[begin Given entries]

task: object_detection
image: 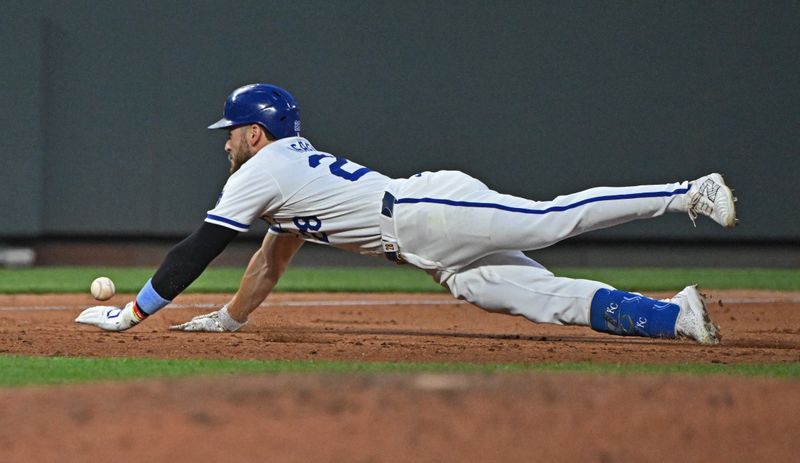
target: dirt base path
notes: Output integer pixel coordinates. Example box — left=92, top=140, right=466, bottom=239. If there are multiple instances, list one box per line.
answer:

[end Given entries]
[begin Given entries]

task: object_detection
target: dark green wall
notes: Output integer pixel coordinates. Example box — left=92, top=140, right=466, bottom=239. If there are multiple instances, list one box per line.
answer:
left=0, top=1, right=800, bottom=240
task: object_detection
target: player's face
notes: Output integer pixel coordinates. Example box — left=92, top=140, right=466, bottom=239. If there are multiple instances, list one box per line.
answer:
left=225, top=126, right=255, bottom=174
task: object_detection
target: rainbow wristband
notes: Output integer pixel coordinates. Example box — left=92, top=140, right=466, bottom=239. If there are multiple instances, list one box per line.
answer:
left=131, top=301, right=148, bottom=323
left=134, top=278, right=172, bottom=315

[end Given entries]

> _Short problem_: Extract every line in the records above that contains the string "target".

> _Written answer_:
target: dirt base path
target: dark green wall
target: player's face
target: rainbow wristband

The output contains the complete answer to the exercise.